-- Extract to read --
>>>>

If you have any questions not covered by the information we have provided, please email your question to paul_reid@pittwater.nsw.gov.au
We will then publish responses to the key themes generated by residents questions.
The cost to ratepayers does not seem to add up. The highest % increase is 5% for 2011-2102 but Mark Ferguson quotes the extra rates fro that year to average $38, the lowest yearly rate of 3% is quoted as $75 average increase in rates. Perhaps I am missing something?
- As a rate payer you have been paying a 5% environmental infrastructure levy each year for the past 6 years. 2011/2012 is the final year of this levy. Council is proposing to replace the final year of the environmental infrastructure levy with the first year of the Special Rate Variation. This new Special Rate Variation would also start at 5%. In the following two years the proposed increase is 4% and 3%. It should be noted that the proposed increase over three years of 5%, 4% and 3% is above the projected CPI of 2.8% each year. In my blog I was highlighting the actual increase you would see in your rates notice in the first year. The existing environmental infrastructure levy of 5% will be replaced by a new special rate variation of 5%, so as a resident you would only see a CPI increase in Year 1. This equates to approx $38 (based on the average land value in Pittwater of $750,000) on your rates notice. The following 2 years the increase would be $79 & $75 respectively, these figures include both CPI (2.8%) and the proposed increase of 4% and 3% respectively.
Why has the Council allocated funds to Scotland Island as part of the $38 million works program?
- Pittwater Council believes in the principles of access, participation, rights and equality for all residents of Pittwater. We believe all residents should have fair access to services, resources and opportunities to increase their quality of life. There is a range of long-term planning documents relating to Scotland Island's drainage and road network. The 10-year program of works funded by the special rate variation has set aside approximately $1.6million for the upgrade of essential infrastructure on Scotland Island. This equates to 4% of the overall works program over a ten year period.

<<<<

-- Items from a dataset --
>>>>

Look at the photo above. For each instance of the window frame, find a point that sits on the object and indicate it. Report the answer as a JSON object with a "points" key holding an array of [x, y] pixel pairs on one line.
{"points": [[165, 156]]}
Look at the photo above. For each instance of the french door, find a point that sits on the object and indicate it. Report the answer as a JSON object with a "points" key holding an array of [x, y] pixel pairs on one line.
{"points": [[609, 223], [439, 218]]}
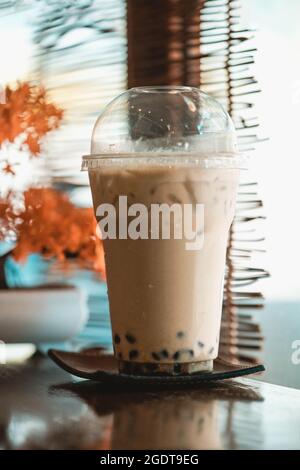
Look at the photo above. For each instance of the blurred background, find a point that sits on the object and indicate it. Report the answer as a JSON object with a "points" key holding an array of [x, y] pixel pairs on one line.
{"points": [[86, 52]]}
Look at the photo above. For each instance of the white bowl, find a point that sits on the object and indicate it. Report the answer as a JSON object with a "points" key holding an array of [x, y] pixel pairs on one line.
{"points": [[42, 315]]}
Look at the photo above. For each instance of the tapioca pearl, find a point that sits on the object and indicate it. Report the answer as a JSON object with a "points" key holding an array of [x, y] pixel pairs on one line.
{"points": [[164, 353], [156, 356], [130, 338], [133, 354], [117, 339], [180, 334]]}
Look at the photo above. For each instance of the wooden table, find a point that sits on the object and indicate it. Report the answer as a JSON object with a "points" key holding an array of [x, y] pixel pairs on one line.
{"points": [[42, 407]]}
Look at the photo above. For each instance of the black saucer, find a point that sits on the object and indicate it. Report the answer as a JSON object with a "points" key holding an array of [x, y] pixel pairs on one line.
{"points": [[96, 364]]}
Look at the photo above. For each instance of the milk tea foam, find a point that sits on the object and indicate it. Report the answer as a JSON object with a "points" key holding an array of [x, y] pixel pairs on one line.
{"points": [[166, 301]]}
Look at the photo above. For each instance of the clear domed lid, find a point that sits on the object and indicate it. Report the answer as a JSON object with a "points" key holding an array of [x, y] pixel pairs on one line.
{"points": [[162, 121]]}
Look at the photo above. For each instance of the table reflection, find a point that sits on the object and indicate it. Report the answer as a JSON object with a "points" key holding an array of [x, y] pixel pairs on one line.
{"points": [[42, 409]]}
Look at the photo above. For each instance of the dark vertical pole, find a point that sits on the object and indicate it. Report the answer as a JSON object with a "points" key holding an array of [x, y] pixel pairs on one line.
{"points": [[163, 42]]}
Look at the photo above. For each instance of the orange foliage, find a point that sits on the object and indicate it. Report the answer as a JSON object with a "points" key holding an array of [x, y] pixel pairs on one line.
{"points": [[29, 115], [47, 222]]}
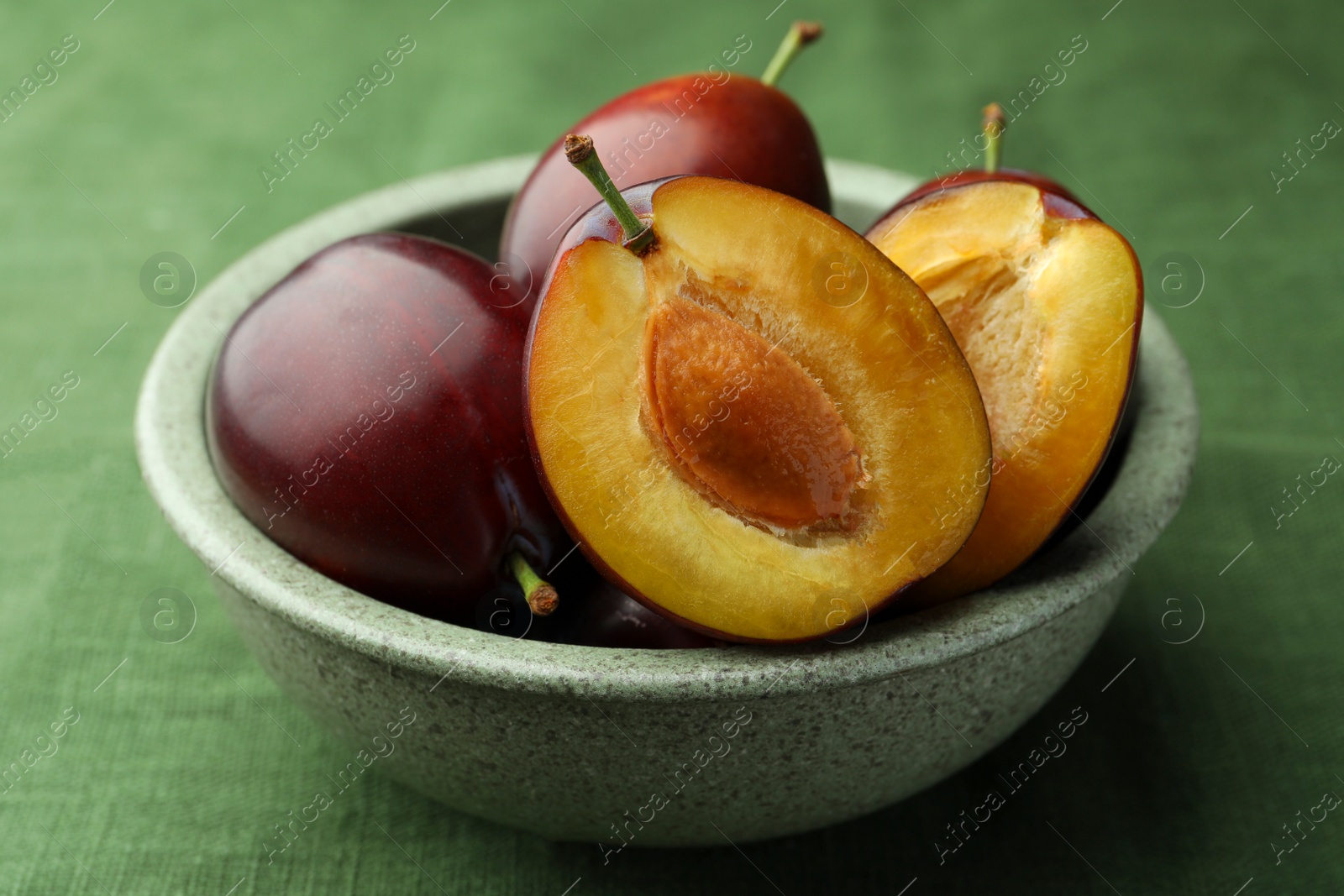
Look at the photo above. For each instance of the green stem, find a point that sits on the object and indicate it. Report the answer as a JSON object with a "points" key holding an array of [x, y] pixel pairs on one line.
{"points": [[541, 595], [581, 154], [994, 128], [800, 35]]}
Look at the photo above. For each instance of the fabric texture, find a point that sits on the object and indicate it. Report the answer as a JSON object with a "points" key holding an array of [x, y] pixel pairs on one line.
{"points": [[1202, 130]]}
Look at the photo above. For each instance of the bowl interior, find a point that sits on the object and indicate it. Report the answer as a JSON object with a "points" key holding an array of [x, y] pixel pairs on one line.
{"points": [[467, 207]]}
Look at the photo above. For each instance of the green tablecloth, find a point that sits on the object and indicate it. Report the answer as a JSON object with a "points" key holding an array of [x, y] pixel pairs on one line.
{"points": [[1173, 120]]}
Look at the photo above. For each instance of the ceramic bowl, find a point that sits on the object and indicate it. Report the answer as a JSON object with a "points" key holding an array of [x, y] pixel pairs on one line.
{"points": [[647, 747]]}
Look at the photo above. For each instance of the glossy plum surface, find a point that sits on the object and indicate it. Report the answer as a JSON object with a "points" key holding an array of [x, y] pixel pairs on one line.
{"points": [[739, 129], [366, 414]]}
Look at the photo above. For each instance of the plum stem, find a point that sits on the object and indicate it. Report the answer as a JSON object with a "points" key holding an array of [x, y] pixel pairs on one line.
{"points": [[541, 595], [580, 150], [800, 35], [995, 123]]}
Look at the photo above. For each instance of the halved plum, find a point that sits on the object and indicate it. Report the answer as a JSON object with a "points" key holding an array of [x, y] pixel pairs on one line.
{"points": [[1046, 302], [746, 423]]}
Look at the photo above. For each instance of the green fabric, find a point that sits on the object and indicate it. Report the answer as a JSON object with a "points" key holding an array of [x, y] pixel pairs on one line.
{"points": [[1169, 121]]}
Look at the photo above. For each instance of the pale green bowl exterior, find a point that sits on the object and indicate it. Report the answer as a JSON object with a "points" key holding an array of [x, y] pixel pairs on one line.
{"points": [[573, 741]]}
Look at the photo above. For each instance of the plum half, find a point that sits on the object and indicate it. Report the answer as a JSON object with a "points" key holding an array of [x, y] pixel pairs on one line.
{"points": [[1046, 302], [746, 416]]}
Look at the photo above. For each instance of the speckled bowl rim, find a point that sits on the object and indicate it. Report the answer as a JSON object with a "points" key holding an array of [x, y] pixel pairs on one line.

<<<<

-- Aim 1 --
From the Pittwater rates Q&A, list every dollar amount that appears in the Council's reply about why the cost to ratepayers does not seem to add up.
-- Aim 2 --
Resume the Pittwater rates Q&A after its last sentence, keeping to the same format.

-- Output 1 --
$38, $750,000, $79, $75

-- Output 2 --
If the rate increase is approved, does that mean you will double your spend from next year or is it ten times more?
- Each year the Council develops a Capital Improvement Program or CIP for short. This is a range of works on new and existing assets such as roads, footpaths, drainage, sea walls etc. For the current financial year there was an $11 million CIP program budgeted as shown below. Due to funding constraints and changes in grant funding, this budget has been adjusted to $8.5 million.
If the special rate variation is introduced, there will be an additional $3.8 million generated each year for ten years from July 2011 for additional works on top of the annual CIP program. The full list of CIP projects can be viewed in Council's 2010-2014 Delivery Program.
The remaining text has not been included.